1) You have a rough plan of what you want to do in life and you are not just going to uni for the sake of it.

2) You want to learn.

3) You are prepared to make sacrifices so that you can study.

In this country, an awful lot of people get herded off to uni, into a course that they are not necessarily enthusiastic about nor know the slightest thing about before they go. There is also an awful assumption that a degree is a golden ticket into the professional world, whatever the degree happens to be in, and once they posses this golden ticket they can immediatly get a job.

Schools need to stop pushing kids into going to university, when its really not going to do them any good at the end of the day. Some people are suited to further education, some people are not, but students need to be self-motivated for learning, not so they can get a big pay cheque in 10 years' time.

Personally I prefer the French model. None of this pfaffing around with UCAS, selling yourself to universities, trying to fit a particular mould. Everyone who meets the grades gets offered a first-year entry, and then the exams at the end of first-year detirmines who will carry on. Those who are motivated study and pass. Those who are not, drop out. I'm fed up with British universities and their awful selection process and degrees which, at the end of the day, will just make me an 'average' candidate for a job I want to do; so I've decided to study in Paris, where I will get no financial help (compared to top-rate bursaries if I studied in Scotland), but its academically the better option.
+++++
Short task A:
Answer these questions from the post on going to university, each on its own line:
(i) What is the second numbered point?
(ii) Under the French model, what decides who continues past the first year?
(iii) In which city has the writer chosen to study?
Short task B:
From the post on going to university, reproduce the passage that opens with the words "In this country, an" and closes with "10 years' time.".
The records that come next are from a separate source.
+++++
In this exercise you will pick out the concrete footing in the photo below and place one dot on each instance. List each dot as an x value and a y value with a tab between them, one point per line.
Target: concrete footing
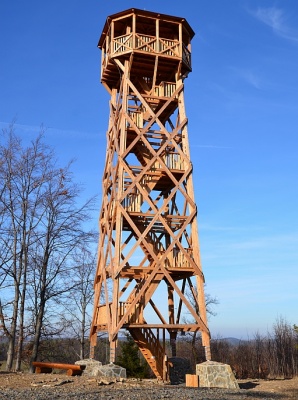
216	375
95	368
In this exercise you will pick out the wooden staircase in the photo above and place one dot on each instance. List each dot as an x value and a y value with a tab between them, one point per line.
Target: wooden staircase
152	351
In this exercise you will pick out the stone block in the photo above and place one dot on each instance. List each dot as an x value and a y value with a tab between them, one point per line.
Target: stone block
216	375
191	380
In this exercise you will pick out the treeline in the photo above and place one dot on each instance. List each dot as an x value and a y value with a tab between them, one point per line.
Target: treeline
46	262
272	356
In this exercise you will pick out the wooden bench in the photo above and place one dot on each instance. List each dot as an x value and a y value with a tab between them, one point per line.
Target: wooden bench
47	367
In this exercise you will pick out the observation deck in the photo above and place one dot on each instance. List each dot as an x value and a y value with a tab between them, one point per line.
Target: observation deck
149	40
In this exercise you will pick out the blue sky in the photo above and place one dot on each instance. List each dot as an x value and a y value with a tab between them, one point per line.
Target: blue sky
242	105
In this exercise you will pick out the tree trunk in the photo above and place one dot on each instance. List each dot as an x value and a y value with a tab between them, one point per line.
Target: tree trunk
37	335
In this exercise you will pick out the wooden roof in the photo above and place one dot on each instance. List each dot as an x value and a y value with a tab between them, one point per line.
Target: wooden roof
144	13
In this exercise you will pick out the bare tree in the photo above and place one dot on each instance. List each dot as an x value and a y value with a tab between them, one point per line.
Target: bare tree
78	313
42	224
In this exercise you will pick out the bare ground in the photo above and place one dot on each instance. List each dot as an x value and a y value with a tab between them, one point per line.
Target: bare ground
56	386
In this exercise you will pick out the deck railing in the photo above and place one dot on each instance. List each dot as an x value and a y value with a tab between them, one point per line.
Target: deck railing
148	44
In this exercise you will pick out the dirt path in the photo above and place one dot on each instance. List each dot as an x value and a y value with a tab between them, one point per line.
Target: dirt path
51	386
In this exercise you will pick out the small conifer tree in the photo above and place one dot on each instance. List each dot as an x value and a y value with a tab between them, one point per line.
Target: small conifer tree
129	358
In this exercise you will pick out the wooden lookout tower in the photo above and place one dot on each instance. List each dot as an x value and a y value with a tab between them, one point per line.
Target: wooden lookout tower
149	279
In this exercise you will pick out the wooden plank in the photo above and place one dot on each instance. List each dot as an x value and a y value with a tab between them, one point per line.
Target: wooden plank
47	367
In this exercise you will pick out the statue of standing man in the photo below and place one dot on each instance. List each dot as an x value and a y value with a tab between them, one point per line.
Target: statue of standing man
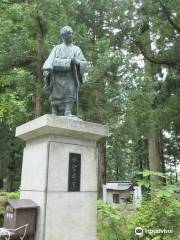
63	74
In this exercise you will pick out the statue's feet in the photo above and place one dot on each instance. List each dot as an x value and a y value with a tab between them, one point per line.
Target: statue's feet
74	117
68	114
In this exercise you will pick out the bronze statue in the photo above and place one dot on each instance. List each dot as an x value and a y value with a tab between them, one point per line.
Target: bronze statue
63	74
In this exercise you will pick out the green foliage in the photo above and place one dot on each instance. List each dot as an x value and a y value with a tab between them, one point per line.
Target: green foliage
4	196
159	213
112	224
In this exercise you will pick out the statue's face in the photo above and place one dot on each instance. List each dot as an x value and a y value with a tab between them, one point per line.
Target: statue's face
68	37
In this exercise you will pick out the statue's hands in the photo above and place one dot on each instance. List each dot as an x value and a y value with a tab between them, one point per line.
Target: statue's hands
75	61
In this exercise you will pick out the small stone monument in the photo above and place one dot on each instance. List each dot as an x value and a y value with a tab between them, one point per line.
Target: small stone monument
59	173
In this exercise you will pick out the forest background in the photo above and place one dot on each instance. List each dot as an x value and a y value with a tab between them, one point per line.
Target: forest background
132	85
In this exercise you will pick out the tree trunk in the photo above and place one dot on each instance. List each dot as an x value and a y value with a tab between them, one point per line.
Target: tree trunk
39	64
154	159
101	165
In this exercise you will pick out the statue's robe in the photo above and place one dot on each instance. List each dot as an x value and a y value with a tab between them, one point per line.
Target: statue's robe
63	83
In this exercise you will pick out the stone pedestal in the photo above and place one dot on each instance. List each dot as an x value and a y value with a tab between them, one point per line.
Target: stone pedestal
66	212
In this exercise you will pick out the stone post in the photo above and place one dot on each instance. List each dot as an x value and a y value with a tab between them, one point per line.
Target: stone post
59	173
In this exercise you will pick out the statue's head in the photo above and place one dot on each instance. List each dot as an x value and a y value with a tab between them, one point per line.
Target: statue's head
67	34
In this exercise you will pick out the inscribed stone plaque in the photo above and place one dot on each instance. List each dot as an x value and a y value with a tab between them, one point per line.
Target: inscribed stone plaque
74	172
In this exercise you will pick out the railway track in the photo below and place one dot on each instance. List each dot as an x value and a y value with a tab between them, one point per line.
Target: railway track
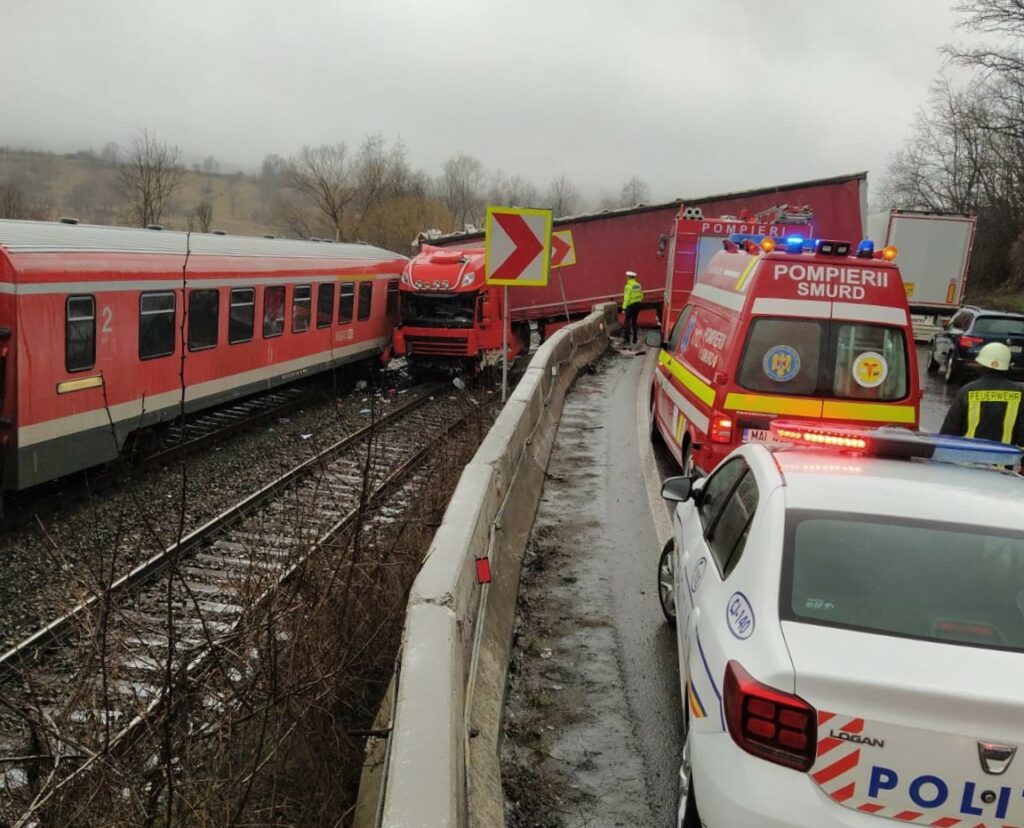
92	680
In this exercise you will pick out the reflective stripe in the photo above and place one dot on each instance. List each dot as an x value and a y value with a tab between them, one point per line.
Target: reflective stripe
719	297
747	272
702	391
689	410
973	414
868	410
78	385
761	403
1012	399
793	307
847	311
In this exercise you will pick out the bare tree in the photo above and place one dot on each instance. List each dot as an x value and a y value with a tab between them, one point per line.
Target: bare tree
563	195
14	204
1005	19
324	175
148	177
940	167
633	192
511	190
462	179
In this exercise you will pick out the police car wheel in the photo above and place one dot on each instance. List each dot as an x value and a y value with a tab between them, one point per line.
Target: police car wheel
667	581
686	807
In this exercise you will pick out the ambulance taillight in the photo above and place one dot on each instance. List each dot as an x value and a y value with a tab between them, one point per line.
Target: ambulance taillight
767	723
721	429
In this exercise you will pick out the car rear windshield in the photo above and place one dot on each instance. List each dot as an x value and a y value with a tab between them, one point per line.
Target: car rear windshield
998	327
936	581
824	358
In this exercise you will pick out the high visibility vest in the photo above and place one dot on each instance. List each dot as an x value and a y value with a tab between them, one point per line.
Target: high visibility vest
633	294
1012	400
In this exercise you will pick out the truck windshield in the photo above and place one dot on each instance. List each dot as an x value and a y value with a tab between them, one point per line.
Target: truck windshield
920	579
824	358
438	310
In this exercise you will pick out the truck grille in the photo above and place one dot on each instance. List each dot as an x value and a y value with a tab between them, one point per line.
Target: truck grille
441	346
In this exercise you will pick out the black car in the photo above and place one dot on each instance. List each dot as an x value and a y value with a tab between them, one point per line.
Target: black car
954	349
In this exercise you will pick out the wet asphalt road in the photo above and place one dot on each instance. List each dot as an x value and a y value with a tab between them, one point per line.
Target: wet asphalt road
605	744
938	395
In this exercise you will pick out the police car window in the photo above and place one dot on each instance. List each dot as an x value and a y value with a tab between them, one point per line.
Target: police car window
677	329
782	356
998	327
728	534
717	489
869	361
943	582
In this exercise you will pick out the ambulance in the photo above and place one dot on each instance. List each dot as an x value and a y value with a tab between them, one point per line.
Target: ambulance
792	328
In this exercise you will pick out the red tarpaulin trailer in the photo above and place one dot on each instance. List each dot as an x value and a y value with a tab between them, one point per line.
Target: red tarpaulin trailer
591	254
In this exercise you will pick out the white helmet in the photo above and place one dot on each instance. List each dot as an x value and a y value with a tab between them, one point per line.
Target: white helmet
995	355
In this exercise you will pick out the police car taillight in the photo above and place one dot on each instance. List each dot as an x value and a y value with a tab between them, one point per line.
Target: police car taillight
767	723
896	442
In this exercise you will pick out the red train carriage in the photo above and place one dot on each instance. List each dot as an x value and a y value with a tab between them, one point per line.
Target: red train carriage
92	320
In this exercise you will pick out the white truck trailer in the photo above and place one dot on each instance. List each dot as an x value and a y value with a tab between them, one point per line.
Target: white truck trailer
934	255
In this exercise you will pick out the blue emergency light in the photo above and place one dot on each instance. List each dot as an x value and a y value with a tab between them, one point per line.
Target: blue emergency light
897	442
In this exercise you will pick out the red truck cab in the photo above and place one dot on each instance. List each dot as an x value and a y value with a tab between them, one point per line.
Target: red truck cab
784	328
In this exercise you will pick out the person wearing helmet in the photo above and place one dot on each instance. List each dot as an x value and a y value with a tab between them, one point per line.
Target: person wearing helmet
990	406
632	297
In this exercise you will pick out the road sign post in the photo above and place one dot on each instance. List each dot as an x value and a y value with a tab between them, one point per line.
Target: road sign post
517	252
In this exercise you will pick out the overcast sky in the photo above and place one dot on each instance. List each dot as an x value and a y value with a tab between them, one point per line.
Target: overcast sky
693	97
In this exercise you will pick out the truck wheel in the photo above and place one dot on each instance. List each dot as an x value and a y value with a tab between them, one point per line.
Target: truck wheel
655	434
689	470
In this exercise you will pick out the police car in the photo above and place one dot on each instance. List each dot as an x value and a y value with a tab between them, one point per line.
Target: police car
850	618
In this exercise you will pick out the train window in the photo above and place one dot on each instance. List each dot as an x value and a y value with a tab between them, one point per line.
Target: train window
273	311
346	302
325	304
240	322
80	333
156	324
366	299
392	298
204	307
301	304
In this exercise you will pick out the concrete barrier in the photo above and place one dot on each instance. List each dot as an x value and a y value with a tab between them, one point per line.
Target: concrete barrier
442	764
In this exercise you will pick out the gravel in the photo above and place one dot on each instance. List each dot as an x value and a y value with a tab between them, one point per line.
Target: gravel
48	567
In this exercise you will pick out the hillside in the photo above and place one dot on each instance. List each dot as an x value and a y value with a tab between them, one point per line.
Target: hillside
84	186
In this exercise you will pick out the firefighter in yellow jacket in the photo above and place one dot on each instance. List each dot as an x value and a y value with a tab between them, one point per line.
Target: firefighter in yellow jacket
632	297
989	407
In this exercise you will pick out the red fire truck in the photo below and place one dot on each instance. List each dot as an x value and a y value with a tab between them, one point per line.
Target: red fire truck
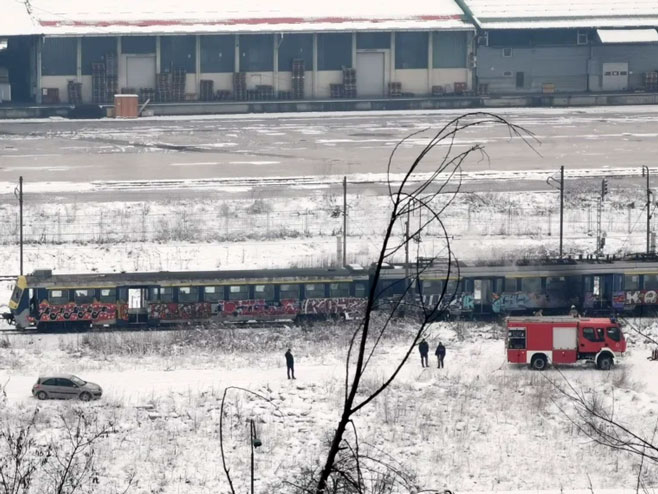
539	341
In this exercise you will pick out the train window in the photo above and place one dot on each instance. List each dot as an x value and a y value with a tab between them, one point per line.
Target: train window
166	294
614	334
632	282
264	292
314	290
556	283
213	293
188	294
531	284
339	289
238	292
288	292
83	296
511	285
16	294
108	295
58	296
650	281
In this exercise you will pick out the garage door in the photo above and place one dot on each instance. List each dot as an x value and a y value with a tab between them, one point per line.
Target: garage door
140	71
370	74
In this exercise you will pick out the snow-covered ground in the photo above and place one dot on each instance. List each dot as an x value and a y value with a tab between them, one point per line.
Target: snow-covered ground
477	425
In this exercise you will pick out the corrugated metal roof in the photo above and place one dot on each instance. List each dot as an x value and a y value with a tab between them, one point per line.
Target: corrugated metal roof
15	19
627	35
523	14
88	17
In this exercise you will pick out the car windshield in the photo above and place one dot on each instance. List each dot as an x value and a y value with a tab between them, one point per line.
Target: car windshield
78	381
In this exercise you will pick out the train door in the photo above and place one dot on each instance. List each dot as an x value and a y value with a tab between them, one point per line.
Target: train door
598	292
137	305
482	289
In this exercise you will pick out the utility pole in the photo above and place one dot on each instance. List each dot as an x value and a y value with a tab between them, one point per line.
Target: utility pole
344	221
648	209
553	183
19	193
561	206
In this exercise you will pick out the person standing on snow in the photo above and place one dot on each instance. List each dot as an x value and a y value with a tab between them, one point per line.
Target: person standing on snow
290	364
424	349
440	354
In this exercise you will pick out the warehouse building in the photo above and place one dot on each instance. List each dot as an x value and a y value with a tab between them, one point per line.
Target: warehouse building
574	47
165	51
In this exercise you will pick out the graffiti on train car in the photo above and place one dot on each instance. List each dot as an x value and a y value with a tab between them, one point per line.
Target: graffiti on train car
333	305
82	312
516	301
634	297
166	311
258	307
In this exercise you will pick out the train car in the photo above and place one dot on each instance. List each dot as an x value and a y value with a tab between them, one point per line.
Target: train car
46	301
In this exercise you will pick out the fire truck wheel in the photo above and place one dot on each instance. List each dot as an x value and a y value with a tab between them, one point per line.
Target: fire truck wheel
604	362
539	362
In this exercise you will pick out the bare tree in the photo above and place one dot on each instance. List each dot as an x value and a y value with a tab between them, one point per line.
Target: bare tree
423	190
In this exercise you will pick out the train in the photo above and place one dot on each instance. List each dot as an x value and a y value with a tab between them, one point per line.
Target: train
595	286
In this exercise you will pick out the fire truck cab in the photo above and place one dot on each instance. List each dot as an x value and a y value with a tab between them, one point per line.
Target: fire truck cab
538	341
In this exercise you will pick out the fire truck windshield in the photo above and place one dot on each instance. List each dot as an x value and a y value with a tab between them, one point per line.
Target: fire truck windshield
614	333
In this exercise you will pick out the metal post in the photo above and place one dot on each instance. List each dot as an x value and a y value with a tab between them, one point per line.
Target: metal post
648	209
251	441
344	221
20	209
561	207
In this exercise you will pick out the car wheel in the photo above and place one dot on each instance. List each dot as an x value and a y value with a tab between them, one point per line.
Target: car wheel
605	363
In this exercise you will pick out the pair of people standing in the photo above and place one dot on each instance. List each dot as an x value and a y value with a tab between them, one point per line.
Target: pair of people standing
424	349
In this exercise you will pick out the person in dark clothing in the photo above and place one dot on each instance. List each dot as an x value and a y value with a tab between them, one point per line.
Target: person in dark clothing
424	349
440	354
290	364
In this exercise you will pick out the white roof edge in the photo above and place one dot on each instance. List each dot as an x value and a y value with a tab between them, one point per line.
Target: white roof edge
589	23
252	29
627	35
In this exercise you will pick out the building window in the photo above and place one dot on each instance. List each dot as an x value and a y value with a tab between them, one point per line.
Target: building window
295	46
256	53
373	41
217	54
334	51
411	50
178	52
95	50
136	45
582	38
59	56
449	50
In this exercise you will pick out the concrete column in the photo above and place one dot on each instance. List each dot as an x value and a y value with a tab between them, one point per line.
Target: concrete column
121	72
237	53
158	55
393	79
275	61
38	95
78	62
315	66
430	56
198	65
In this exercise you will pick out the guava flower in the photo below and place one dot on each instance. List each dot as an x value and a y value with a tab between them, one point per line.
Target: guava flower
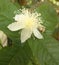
28	22
3	39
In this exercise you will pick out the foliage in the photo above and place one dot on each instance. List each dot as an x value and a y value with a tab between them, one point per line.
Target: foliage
32	52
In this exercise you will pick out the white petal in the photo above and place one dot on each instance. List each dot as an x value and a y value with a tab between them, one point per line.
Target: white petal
25	34
15	26
18	17
37	34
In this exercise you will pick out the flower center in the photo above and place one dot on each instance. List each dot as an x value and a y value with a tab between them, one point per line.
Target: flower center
29	23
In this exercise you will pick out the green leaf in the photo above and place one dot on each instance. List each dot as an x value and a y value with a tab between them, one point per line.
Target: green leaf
+++++
Correct response A:
(i) You want to learn.
(ii) The exams at the end of first year.
(iii) Paris.

Correct response B:
In this country, an awful lot of people get herded off to uni, into a course that they are not necessarily enthusiastic about nor know the slightest thing about before they go. There is also an awful assumption that a degree is a golden ticket into the professional world, whatever the degree happens to be in, and once they posses this golden ticket they can immediatly get a job.

Schools need to stop pushing kids into going to university, when its really not going to do them any good at the end of the day. Some people are suited to further education, some people are not, but students need to be self-motivated for learning, not so they can get a big pay cheque in 10 years' time.